» KUTIPAN BACAAN
REPUBLIKA.CO.ID, JAKARTA -- Anggota Komisi III DPR RI dari Fraksi Partai Gerindra Habiburrokhman menilai rencana penerapan darurat sipil untuk penanganan Covid-19 yang disampaikan Presiden RI Joko Widodo (Jokowi) tak lagi relevan. Rencana Darurat Sipil juga mendapat penolakan dari berbagai kalangan.
"Kami menampung kegelisahan masyarakat, kami ingin menyampaikan soal penolakan banyak masyarakat tentang (penerapan) Darurat Sipil. Kalau kita baca keseluruhan Perppu tersebut, saya pikir sudah tidak relevan lagi," ujar Habiburrokhman dalam Rapat Daring Komisi III DPR RI dan Polri pada Selasa (31/3).
Habiburrokhman menyoroti landasan penerapan Darurat Sipil, yakni Perppu nomor 23 tahun 1959. Ia menilai, pasal - pasal yang ternyata tidak relevan dengan kondisi Indonesia saat ini. Hanya Pasal 19 yang yang menyatakan bahwa Penguasa darurat sipil berhak melarang orang keluar rumah.

» TUGAS KERJA 1
Tulis ulang bagian kutipan bacaan dari "REPUBLIKA.CO.ID, JAKARTA -- Anggota" sampai "orang keluar rumah.", lalu ganti "Perppu" dengan "peraturan pengganti undang-undang".
» TUGAS KERJA 2
Menurut kutipan bacaan, pasal mana dalam Perppu nomor 23 tahun 1959 yang menyatakan bahwa penguasa darurat sipil berhak melarang orang keluar rumah?
Materi yang menyusul tidak ada hubungannya dengan kutipan bacaan.

» DATA SUMBER
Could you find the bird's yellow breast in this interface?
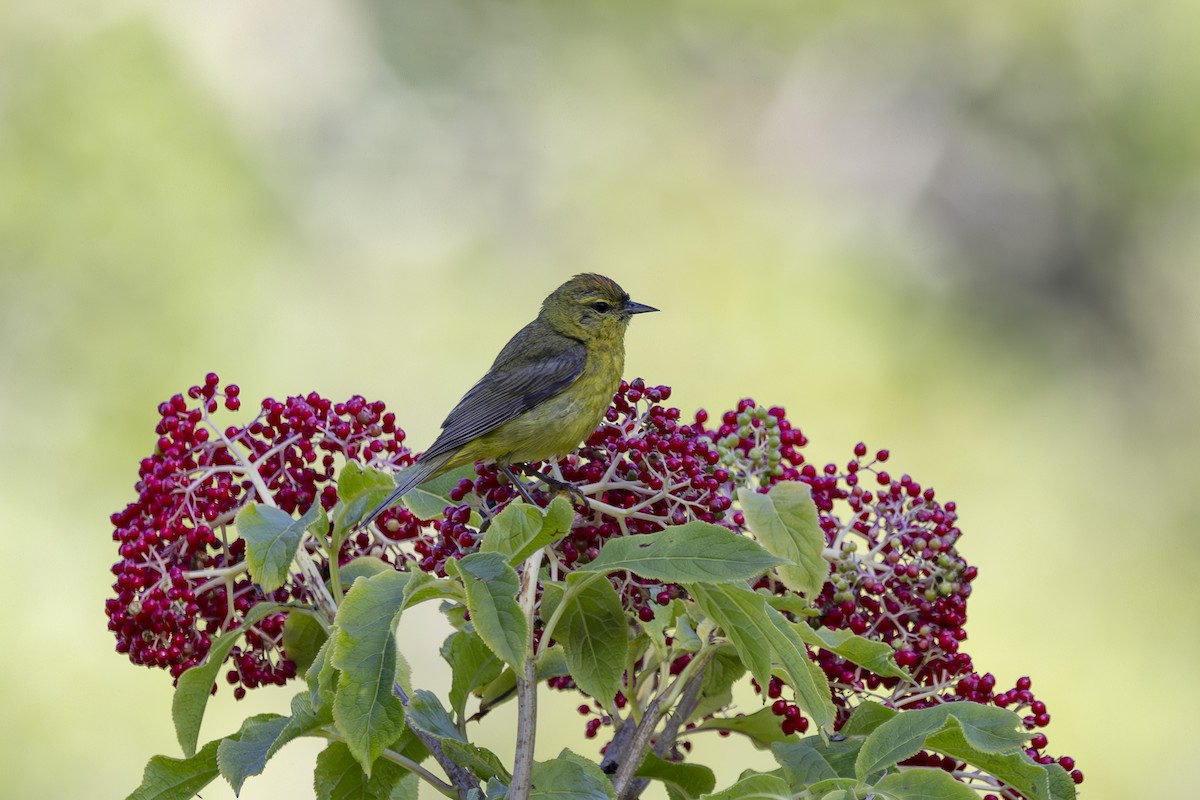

» BAGIAN JAWABAN 1
REPUBLIKA.CO.ID, JAKARTA -- Anggota Komisi III DPR RI dari Fraksi Partai Gerindra Habiburrokhman menilai rencana penerapan darurat sipil untuk penanganan Covid-19 yang disampaikan Presiden RI Joko Widodo (Jokowi) tak lagi relevan. Rencana Darurat Sipil juga mendapat penolakan dari berbagai kalangan.
"Kami menampung kegelisahan masyarakat, kami ingin menyampaikan soal penolakan banyak masyarakat tentang (penerapan) Darurat Sipil. Kalau kita baca keseluruhan peraturan pengganti undang-undang tersebut, saya pikir sudah tidak relevan lagi," ujar Habiburrokhman dalam Rapat Daring Komisi III DPR RI dan Polri pada Selasa (31/3).
Habiburrokhman menyoroti landasan penerapan Darurat Sipil, yakni peraturan pengganti undang-undang nomor 23 tahun 1959. Ia menilai, pasal - pasal yang ternyata tidak relevan dengan kondisi Indonesia saat ini. Hanya Pasal 19 yang yang menyatakan bahwa Penguasa darurat sipil berhak melarang orang keluar rumah.

» BAGIAN JAWABAN 2
Pasal 19 menyatakan bahwa penguasa darurat sipil berhak melarang orang keluar rumah.